**Exercise requirements**
Output only the lines below that start at the line containing "Target: dark red berry" and end at the line containing "Guideline: for every instance of the glossy", with both ends kept.

**Material provided**
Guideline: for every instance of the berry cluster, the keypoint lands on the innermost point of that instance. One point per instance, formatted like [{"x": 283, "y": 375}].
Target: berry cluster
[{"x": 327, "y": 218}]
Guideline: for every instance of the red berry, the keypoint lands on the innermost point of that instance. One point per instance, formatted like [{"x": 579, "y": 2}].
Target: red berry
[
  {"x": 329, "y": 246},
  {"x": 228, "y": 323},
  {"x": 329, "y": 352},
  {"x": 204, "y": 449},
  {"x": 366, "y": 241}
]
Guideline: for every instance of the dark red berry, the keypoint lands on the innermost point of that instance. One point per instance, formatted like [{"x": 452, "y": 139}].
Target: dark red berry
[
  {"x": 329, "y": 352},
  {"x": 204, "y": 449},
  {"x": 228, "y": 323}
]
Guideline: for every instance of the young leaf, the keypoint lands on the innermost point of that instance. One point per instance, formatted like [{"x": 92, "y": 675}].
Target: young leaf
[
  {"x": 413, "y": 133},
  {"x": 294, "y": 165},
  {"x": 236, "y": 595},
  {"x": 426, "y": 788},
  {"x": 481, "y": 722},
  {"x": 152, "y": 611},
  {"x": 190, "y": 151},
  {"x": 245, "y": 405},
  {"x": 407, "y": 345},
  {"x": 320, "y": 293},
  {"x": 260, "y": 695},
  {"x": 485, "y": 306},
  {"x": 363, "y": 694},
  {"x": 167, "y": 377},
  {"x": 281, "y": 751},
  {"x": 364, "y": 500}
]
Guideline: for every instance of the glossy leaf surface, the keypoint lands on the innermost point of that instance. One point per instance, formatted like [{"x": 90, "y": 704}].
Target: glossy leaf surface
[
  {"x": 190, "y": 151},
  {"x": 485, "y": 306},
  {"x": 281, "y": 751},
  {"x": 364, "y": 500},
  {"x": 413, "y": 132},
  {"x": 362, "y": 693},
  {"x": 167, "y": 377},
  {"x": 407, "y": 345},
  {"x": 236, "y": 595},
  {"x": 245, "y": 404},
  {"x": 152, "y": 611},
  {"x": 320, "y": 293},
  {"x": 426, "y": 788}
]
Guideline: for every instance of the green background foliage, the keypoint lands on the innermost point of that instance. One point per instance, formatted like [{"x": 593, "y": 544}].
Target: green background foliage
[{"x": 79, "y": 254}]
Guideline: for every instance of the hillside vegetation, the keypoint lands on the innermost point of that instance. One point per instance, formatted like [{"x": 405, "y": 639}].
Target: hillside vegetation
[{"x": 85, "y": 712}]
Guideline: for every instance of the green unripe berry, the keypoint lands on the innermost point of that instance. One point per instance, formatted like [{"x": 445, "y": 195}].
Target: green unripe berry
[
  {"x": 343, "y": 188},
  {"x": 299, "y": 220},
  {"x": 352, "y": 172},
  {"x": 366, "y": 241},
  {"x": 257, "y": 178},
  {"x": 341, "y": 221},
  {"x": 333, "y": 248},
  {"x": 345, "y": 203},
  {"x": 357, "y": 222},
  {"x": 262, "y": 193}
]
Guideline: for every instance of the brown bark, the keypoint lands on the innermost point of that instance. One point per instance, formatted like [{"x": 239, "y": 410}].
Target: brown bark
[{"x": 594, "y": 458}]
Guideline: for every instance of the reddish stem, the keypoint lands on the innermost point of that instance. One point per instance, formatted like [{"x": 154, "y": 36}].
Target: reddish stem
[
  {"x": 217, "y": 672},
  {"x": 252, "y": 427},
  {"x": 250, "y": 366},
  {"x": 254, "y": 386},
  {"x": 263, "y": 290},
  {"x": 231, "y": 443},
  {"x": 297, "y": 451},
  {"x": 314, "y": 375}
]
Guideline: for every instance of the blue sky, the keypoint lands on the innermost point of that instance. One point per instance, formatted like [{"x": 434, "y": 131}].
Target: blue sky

**Result of the exercise**
Target: dark red berry
[
  {"x": 329, "y": 352},
  {"x": 204, "y": 449},
  {"x": 228, "y": 323}
]
Guideline: for every instance of the young leaf, the keypoint lands on the innermost point of that instance. One point per instance, formatted like [{"x": 92, "y": 675}].
Target: young leaf
[
  {"x": 413, "y": 133},
  {"x": 294, "y": 165},
  {"x": 236, "y": 595},
  {"x": 426, "y": 788},
  {"x": 481, "y": 722},
  {"x": 152, "y": 611},
  {"x": 190, "y": 151},
  {"x": 245, "y": 405},
  {"x": 407, "y": 345},
  {"x": 320, "y": 293},
  {"x": 260, "y": 695},
  {"x": 485, "y": 306},
  {"x": 363, "y": 694},
  {"x": 167, "y": 377},
  {"x": 281, "y": 751},
  {"x": 364, "y": 500}
]
Guideline: for every instance of the glossy leaf surface, the keypoint lands on the innermost point of that instance. One point per instance, formatted like [{"x": 90, "y": 704}].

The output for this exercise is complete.